(A block of data)
______________________________

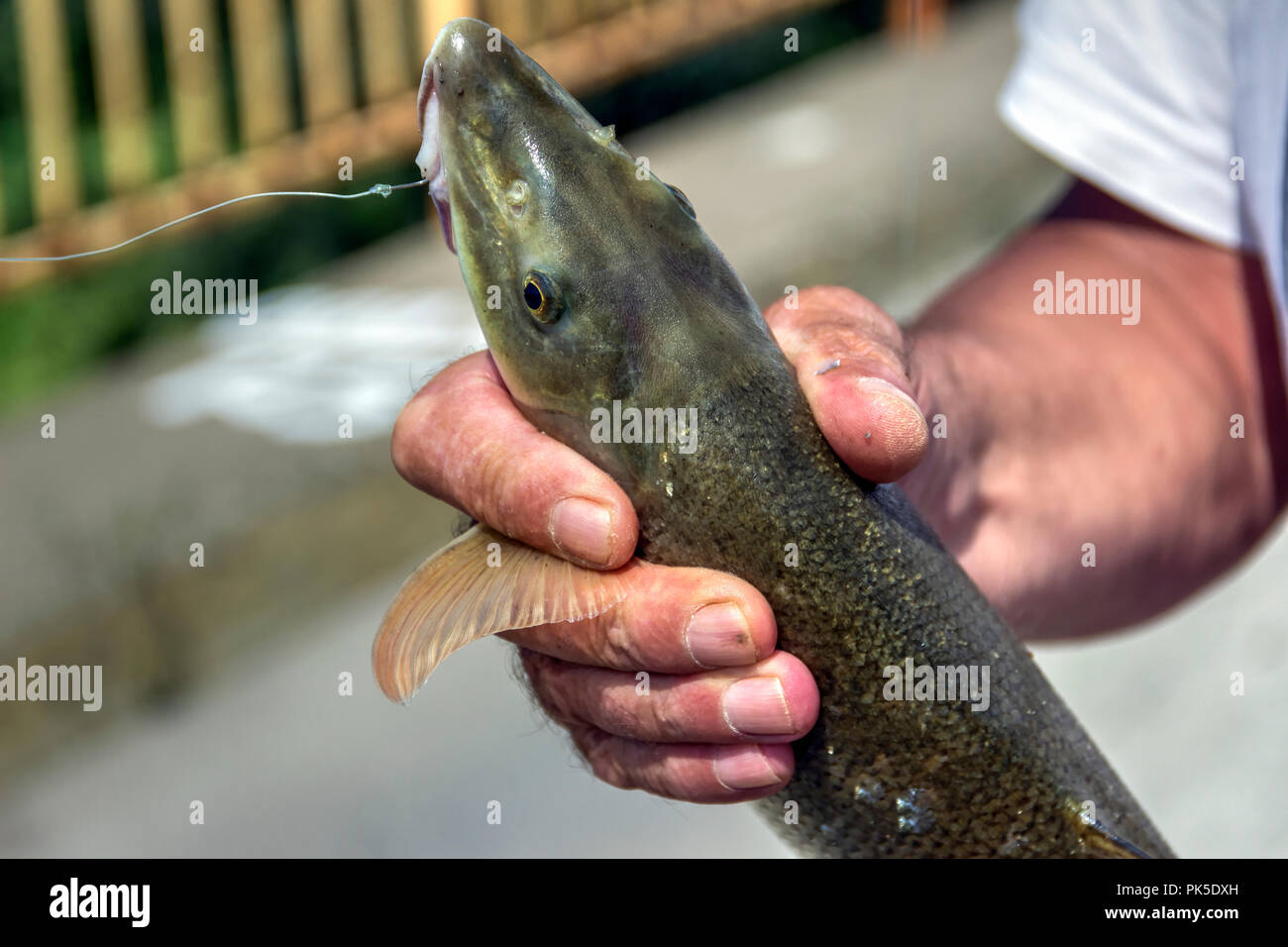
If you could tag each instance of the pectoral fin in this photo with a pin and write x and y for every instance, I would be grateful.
(480, 583)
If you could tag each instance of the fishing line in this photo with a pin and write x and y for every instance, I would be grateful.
(381, 189)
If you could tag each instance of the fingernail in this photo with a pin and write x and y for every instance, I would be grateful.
(758, 706)
(880, 386)
(719, 635)
(583, 528)
(743, 767)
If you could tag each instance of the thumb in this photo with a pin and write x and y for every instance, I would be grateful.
(850, 363)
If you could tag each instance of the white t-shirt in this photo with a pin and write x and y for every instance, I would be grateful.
(1176, 107)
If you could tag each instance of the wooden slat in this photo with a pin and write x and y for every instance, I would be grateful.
(259, 67)
(196, 99)
(433, 14)
(385, 69)
(48, 107)
(120, 91)
(326, 67)
(555, 17)
(373, 134)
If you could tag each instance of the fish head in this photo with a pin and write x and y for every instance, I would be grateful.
(590, 277)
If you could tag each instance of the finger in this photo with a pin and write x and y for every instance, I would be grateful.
(850, 363)
(691, 774)
(463, 440)
(677, 620)
(773, 701)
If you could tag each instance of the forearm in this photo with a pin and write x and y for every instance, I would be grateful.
(1074, 429)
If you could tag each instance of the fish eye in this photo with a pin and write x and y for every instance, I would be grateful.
(541, 298)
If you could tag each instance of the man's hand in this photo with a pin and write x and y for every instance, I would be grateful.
(722, 705)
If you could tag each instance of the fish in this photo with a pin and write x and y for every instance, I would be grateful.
(600, 295)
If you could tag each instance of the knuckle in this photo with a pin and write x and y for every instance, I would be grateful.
(546, 686)
(597, 749)
(616, 644)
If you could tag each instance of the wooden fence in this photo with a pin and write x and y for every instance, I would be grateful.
(269, 94)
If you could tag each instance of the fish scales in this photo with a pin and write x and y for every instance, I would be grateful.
(596, 289)
(874, 586)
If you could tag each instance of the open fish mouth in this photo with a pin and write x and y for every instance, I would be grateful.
(429, 158)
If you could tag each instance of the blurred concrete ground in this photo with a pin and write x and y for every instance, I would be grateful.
(819, 174)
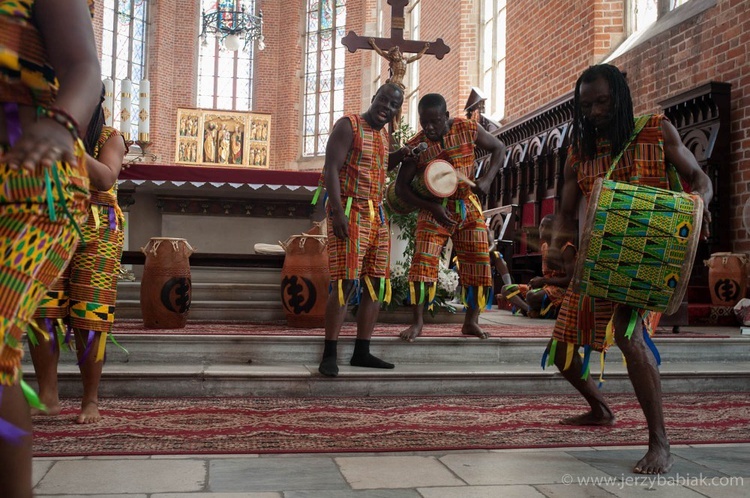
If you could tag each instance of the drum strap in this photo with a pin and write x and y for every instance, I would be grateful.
(640, 123)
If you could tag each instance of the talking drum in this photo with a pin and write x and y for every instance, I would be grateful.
(436, 180)
(305, 280)
(166, 287)
(638, 245)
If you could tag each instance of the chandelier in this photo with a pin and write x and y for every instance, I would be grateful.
(235, 29)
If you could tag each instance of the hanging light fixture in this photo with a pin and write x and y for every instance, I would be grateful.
(236, 29)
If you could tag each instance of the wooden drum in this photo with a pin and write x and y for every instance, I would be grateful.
(437, 180)
(166, 286)
(638, 245)
(305, 280)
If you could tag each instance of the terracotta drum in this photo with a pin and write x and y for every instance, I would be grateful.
(727, 277)
(166, 287)
(305, 280)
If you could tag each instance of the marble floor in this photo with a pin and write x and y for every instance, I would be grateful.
(705, 470)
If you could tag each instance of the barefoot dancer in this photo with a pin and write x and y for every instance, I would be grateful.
(358, 233)
(85, 296)
(602, 127)
(49, 80)
(459, 217)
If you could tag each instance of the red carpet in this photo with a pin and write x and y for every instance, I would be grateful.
(146, 426)
(349, 329)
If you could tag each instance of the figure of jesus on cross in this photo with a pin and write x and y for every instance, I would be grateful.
(393, 49)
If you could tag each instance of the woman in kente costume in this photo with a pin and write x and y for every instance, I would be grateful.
(50, 79)
(85, 296)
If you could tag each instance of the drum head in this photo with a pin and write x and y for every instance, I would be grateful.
(440, 178)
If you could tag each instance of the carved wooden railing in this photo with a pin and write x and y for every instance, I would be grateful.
(537, 147)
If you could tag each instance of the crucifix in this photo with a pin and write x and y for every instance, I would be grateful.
(392, 48)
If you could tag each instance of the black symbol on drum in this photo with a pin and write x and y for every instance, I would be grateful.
(727, 289)
(175, 295)
(301, 292)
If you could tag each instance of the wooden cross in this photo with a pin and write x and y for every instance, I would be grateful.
(352, 41)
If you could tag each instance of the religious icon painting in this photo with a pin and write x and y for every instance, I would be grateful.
(187, 150)
(222, 138)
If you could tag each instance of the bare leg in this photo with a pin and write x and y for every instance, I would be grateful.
(45, 358)
(644, 375)
(15, 459)
(471, 324)
(600, 413)
(91, 374)
(516, 299)
(367, 315)
(413, 331)
(335, 315)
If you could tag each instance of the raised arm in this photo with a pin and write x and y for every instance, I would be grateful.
(689, 169)
(497, 149)
(419, 54)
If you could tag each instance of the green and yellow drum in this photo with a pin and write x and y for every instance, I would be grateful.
(436, 180)
(639, 245)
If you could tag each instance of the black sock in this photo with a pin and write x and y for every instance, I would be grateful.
(363, 358)
(328, 365)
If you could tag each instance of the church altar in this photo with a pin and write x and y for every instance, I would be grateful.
(218, 210)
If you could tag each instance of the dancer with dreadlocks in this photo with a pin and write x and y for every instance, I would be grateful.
(85, 295)
(603, 126)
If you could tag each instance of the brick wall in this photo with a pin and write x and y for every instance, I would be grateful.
(549, 43)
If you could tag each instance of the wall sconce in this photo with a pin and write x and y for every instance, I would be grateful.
(236, 29)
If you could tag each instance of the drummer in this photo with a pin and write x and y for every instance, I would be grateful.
(603, 125)
(458, 216)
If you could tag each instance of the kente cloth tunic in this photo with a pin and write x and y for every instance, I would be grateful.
(469, 234)
(39, 212)
(583, 320)
(366, 252)
(86, 293)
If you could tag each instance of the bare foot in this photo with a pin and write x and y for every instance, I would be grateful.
(606, 419)
(411, 333)
(475, 330)
(89, 413)
(52, 407)
(657, 461)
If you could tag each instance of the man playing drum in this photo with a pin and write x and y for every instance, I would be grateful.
(458, 216)
(603, 127)
(358, 232)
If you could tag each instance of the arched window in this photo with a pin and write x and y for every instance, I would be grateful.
(492, 61)
(225, 77)
(324, 73)
(124, 49)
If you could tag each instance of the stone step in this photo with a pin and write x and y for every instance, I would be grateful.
(168, 349)
(303, 379)
(210, 310)
(225, 291)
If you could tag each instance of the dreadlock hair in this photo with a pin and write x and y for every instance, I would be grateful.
(621, 126)
(94, 131)
(433, 101)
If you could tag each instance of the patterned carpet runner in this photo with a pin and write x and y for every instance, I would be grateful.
(148, 426)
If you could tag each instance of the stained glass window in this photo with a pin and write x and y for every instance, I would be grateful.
(324, 72)
(124, 48)
(225, 77)
(492, 60)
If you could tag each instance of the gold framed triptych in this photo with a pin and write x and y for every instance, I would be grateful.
(207, 137)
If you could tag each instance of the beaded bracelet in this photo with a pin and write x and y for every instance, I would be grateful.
(61, 117)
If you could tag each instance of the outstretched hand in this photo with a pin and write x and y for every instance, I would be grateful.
(43, 143)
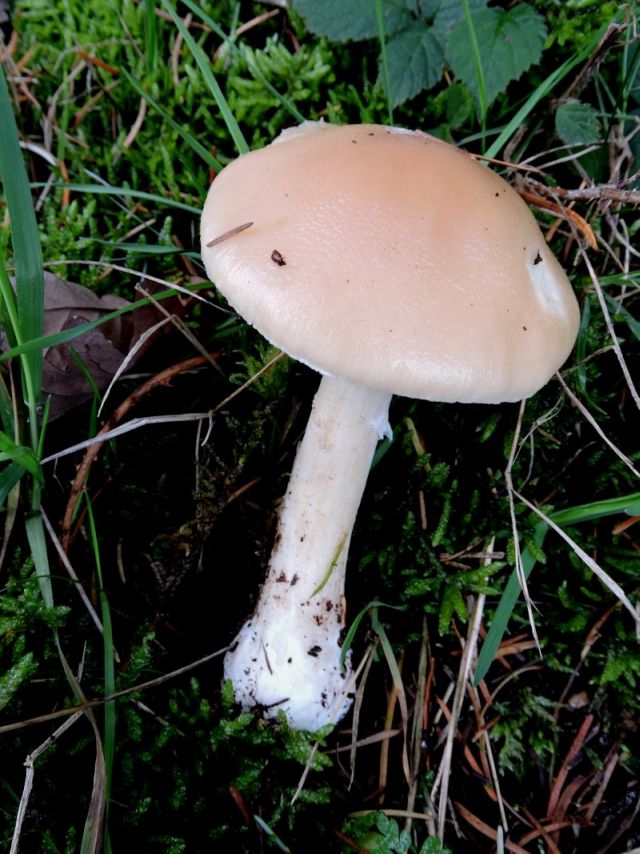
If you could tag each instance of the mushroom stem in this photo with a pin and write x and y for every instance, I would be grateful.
(287, 656)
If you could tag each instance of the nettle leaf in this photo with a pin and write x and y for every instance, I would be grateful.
(509, 43)
(447, 13)
(352, 20)
(416, 62)
(578, 124)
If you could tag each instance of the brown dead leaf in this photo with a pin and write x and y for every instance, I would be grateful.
(99, 352)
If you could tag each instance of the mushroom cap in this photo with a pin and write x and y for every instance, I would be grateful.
(393, 260)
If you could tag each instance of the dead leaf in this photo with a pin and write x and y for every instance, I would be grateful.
(99, 352)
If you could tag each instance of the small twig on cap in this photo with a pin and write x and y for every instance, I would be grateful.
(231, 233)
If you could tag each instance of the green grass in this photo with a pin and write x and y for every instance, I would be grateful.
(171, 533)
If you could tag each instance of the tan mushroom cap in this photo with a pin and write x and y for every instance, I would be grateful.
(393, 260)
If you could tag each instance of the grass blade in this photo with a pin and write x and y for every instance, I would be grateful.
(482, 92)
(106, 190)
(191, 141)
(286, 103)
(27, 254)
(383, 58)
(203, 64)
(629, 504)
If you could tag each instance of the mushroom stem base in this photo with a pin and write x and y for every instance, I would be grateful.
(287, 656)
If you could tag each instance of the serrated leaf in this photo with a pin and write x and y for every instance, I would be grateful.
(416, 62)
(509, 42)
(447, 13)
(458, 105)
(9, 476)
(578, 124)
(351, 20)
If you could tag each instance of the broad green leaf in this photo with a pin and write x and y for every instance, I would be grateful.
(458, 105)
(509, 43)
(578, 124)
(447, 13)
(351, 20)
(416, 62)
(9, 476)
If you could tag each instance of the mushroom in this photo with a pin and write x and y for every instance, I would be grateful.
(392, 263)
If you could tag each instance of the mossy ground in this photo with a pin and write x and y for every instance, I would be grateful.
(184, 529)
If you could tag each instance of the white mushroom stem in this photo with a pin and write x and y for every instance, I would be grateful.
(287, 656)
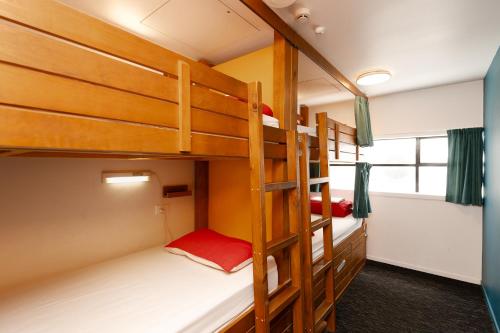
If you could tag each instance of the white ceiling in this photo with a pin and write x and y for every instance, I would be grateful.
(212, 30)
(423, 43)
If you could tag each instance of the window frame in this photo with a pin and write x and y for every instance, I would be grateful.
(417, 165)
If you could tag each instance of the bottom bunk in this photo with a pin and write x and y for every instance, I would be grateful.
(349, 248)
(148, 291)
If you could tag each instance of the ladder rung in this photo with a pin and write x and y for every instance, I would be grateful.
(282, 300)
(280, 186)
(281, 243)
(322, 311)
(320, 180)
(320, 327)
(320, 267)
(320, 223)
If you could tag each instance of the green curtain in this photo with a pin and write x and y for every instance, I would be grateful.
(361, 205)
(465, 166)
(363, 123)
(314, 173)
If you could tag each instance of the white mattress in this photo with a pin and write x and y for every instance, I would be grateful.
(306, 129)
(343, 227)
(151, 291)
(270, 121)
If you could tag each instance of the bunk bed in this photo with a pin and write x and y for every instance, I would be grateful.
(337, 247)
(74, 86)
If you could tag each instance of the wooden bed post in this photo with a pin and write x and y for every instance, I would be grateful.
(288, 294)
(201, 194)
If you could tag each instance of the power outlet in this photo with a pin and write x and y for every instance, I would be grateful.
(159, 210)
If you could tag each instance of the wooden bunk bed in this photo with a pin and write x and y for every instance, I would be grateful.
(342, 256)
(74, 86)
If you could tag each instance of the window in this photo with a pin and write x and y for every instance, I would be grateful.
(409, 165)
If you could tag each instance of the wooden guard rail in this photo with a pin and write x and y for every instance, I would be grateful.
(323, 316)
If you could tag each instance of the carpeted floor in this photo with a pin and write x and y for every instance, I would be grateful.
(386, 298)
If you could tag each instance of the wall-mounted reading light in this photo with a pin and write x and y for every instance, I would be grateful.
(125, 177)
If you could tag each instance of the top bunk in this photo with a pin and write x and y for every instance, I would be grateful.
(74, 86)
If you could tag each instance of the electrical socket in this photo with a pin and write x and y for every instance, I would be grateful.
(159, 210)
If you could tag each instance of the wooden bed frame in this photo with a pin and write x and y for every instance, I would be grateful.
(332, 273)
(74, 86)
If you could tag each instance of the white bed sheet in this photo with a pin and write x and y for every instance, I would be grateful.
(306, 129)
(151, 291)
(343, 227)
(270, 121)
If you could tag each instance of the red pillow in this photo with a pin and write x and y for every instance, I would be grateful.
(267, 110)
(213, 249)
(341, 209)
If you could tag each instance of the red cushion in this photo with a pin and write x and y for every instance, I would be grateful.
(213, 249)
(341, 209)
(267, 110)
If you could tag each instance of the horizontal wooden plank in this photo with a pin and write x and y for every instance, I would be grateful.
(31, 129)
(59, 20)
(30, 49)
(206, 99)
(21, 87)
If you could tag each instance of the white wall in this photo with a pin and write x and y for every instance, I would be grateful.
(423, 233)
(56, 215)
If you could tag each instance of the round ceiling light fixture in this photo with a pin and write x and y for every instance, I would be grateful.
(373, 77)
(279, 3)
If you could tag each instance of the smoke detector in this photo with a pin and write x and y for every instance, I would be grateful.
(302, 15)
(279, 3)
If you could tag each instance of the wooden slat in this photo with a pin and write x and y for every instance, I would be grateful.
(320, 223)
(27, 48)
(281, 243)
(282, 300)
(184, 93)
(322, 311)
(278, 186)
(201, 194)
(268, 15)
(59, 20)
(31, 129)
(319, 180)
(20, 86)
(272, 134)
(320, 268)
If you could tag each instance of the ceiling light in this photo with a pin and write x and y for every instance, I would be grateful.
(279, 3)
(372, 78)
(125, 177)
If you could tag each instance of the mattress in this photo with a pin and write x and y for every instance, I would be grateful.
(270, 121)
(306, 129)
(343, 227)
(151, 291)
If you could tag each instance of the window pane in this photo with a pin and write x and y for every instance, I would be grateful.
(392, 179)
(342, 177)
(432, 180)
(434, 150)
(397, 151)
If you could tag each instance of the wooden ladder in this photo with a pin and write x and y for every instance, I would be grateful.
(321, 317)
(269, 306)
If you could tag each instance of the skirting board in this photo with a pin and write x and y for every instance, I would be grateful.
(490, 309)
(426, 270)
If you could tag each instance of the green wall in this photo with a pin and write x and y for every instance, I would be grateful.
(491, 209)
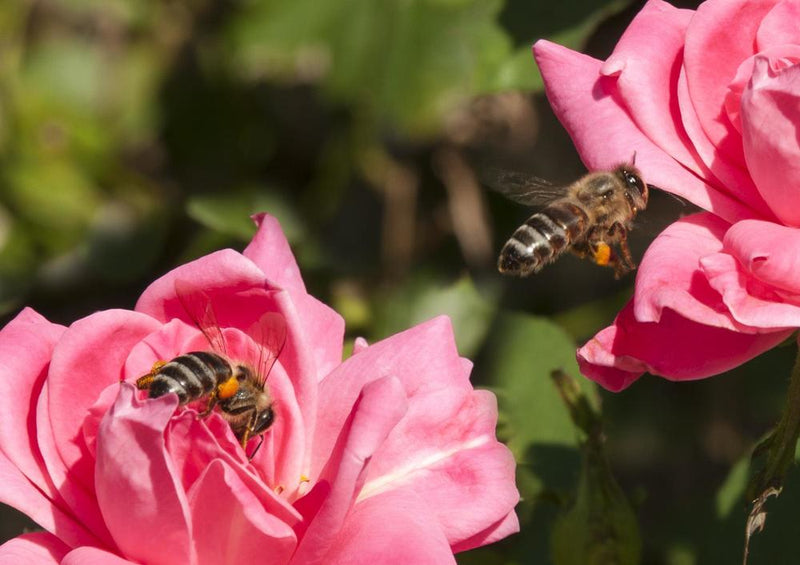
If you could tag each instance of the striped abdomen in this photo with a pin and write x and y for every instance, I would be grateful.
(542, 238)
(190, 376)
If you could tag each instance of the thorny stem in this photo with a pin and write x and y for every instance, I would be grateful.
(778, 448)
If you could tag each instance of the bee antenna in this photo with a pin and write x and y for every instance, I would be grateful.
(261, 438)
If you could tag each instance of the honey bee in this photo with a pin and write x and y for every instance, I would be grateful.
(237, 388)
(589, 218)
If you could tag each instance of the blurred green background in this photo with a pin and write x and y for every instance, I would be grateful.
(138, 134)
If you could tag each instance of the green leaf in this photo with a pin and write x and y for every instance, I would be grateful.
(423, 298)
(406, 61)
(524, 351)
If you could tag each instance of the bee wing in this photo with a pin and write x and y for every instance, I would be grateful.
(270, 334)
(522, 188)
(197, 306)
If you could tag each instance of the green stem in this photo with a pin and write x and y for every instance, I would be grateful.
(779, 447)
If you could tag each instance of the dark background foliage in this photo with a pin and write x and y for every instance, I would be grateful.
(138, 134)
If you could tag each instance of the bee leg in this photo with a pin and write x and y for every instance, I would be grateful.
(248, 431)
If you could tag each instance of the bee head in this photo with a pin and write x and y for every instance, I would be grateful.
(635, 188)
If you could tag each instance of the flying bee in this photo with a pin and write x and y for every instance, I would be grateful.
(237, 388)
(590, 218)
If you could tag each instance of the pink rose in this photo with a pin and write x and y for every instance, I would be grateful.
(389, 456)
(710, 103)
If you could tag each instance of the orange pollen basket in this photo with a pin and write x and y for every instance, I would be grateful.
(602, 254)
(228, 388)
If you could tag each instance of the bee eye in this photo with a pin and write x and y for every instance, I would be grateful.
(634, 181)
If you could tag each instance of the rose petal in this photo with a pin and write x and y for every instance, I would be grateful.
(229, 524)
(378, 409)
(501, 529)
(770, 113)
(18, 492)
(646, 64)
(93, 556)
(670, 276)
(37, 548)
(26, 345)
(780, 56)
(749, 300)
(323, 327)
(768, 251)
(779, 26)
(137, 486)
(220, 274)
(92, 353)
(619, 354)
(729, 177)
(604, 134)
(445, 451)
(711, 58)
(270, 251)
(193, 444)
(391, 527)
(424, 358)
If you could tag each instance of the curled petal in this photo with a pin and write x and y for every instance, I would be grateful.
(589, 107)
(770, 112)
(646, 64)
(445, 451)
(779, 26)
(711, 58)
(88, 358)
(322, 326)
(37, 548)
(507, 525)
(768, 251)
(749, 300)
(378, 409)
(26, 345)
(270, 251)
(392, 527)
(670, 275)
(93, 556)
(18, 492)
(619, 354)
(219, 275)
(423, 358)
(230, 526)
(138, 488)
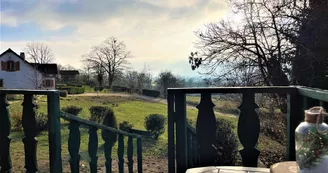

______________________________

* [Exercise requirements]: Please copy out the entries from the start through the line with "(1176, 107)", including that line, and omit the pictures from your answer.

* [Solution to this problem]:
If you could tag each instance of the pectoral fin in this photo with a pin and write x and y for every instance, I would be grateful.
(480, 583)
If you could tag each instance of the fishing line in this photo with a pin and write x and y for every instance, I would be grateful.
(381, 189)
If you could tag each instance of the fingernail in this photo with a pin and write x and y for every instance, I would be grateful.
(758, 706)
(880, 386)
(719, 635)
(583, 528)
(743, 767)
If you could tag each instance of the thumb in this photo with a pin and write x and y for every instance, I would be grateful.
(850, 363)
If you could tag each instance of the white t-shirt in this photo with a pin and write x and y for every instance, I would be grateful.
(1176, 107)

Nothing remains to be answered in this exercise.